Acórdão nº 09B016 de Supremo Tribunal de Justiça (Portugal), 27 de Janeiro de 2009

Magistrado ResponsávelSALVADOR DA COSTA
Data da Resolução27 de Janeiro de 2009
EmissorSupremo Tribunal de Justiça (Portugal)

Acordam no Supremo Tribunal de Justiça I AA intentou, no dia 18 de Junho de 2003, por si e em representação de BB, contra a Companhia de Seguros AIG-EUROPE, Agência Geral em Portugal, DHL-Transportes Rodoviários Internacionais, Ldª e CC, pedindo a sua condenação a pagar à segunda € 1 270 946,16 e à primeira € 50 000, com juros legais a contar da citação, e à última o que se liquidasse em execução de sentença que tivesse de suportar com os tratamentos até à sua completa cura, nomeadamente com operações, estadias em hospitais ou clínicas privadas, equipamentos necessários à sua reabilitação, medicamentos, deslocações, tempo perdido e outras que tenham directamente ou indirectamente a ver com as sequelas por ela sofridas.

DADOS DE ORIGEM ▸

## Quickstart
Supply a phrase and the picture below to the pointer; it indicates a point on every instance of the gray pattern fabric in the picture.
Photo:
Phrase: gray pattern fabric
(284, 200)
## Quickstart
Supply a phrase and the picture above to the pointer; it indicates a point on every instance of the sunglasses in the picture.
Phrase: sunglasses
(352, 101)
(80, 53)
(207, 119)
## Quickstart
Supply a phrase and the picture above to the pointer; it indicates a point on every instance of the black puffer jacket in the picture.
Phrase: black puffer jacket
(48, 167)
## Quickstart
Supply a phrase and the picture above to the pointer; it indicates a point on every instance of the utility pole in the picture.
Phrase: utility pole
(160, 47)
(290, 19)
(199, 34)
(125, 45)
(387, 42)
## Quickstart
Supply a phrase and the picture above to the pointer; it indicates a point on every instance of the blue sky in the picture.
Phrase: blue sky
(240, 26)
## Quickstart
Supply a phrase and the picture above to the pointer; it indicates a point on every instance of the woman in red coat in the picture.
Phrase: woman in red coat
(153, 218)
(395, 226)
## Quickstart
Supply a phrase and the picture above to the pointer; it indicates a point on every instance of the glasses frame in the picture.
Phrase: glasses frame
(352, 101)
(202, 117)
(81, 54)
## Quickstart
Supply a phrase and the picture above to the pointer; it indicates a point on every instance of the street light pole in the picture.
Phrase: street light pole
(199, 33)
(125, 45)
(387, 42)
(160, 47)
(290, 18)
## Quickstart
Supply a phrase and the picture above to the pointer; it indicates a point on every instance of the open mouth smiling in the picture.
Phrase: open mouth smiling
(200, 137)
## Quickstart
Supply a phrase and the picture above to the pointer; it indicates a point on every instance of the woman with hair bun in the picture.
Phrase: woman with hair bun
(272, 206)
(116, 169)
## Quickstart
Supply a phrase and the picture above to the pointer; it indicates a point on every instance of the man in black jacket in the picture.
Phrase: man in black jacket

TAREFA 1 ▸
Enumere todos os tipos de despesa com os tratamentos que o acórdão indica depois da palavra "nomeadamente".
TAREFA 2 ▸
Retome o acórdão a partir da última frase apresentada, dando seguimento ao relato do processo.

RESPOSTA 1 ▸
Operações; estadias em hospitais ou clínicas privadas; equipamentos necessários à sua reabilitação; medicamentos; deslocações; tempo perdido.

RESPOSTA 2 ▸
Fundamentaram a sua pretensão nos danos patrimoniais e não patrimoniais decorrentes das lesões sofridas por BB, no dia 30 de Junho de 2000, em acidente de viação ocorrido numa passadeira de peões em Aveiro, consistente no seu atropelamento pelo veículo automóvel com a matrícula nº ...-...-IR, propriedade de DHL-Transportes Rodoviários Internacionais, Ld, conduzido por CC, por este exclusivamente causado, e em contrato de seguro de responsabilidade civil automóvel celebrado entre aquela sociedade e a ré.

AIG-EUROPE referiu, em contestação, aceitar a descrição do acidente, desconhecer a generalidade das suas consequências, dever a acção ser julgada parcialmente procedente, e requereu a citação dos órgãos da segurança social para a acção.

CC e DHL, Ldª invocaram a sua ilegitimidade em virtude do contrato de seguro cobrir os danos invocados pelas autoras, e estas desistiram do pedido contra aqueles formulados, desistência que foi judicialmente homologada.

Foi concedido a BB o apoio judiciário na modalidade de dispensa de pagamento de taxa de justiça e de outros encargos com o processo.

Seleccionada a matéria de facto assente e controvertida e realizado o julgamento, foi proferida sentença no dia 29 de Julho de 2007, por via da qual a ré foi absolvida do pedido contra ela formulado por AA, e condenada a pagar a BB € 642 101,07, acrescidos do montante a liquidar em execução de sentença relativo ao dispêndio com as suas deslocações até ao presente através da Associação Humanitária dos Bombeiros Voluntários de Aveiro, com juros de mora à taxa legal desde a data da citação, com dedução dos valores já por elas pagos.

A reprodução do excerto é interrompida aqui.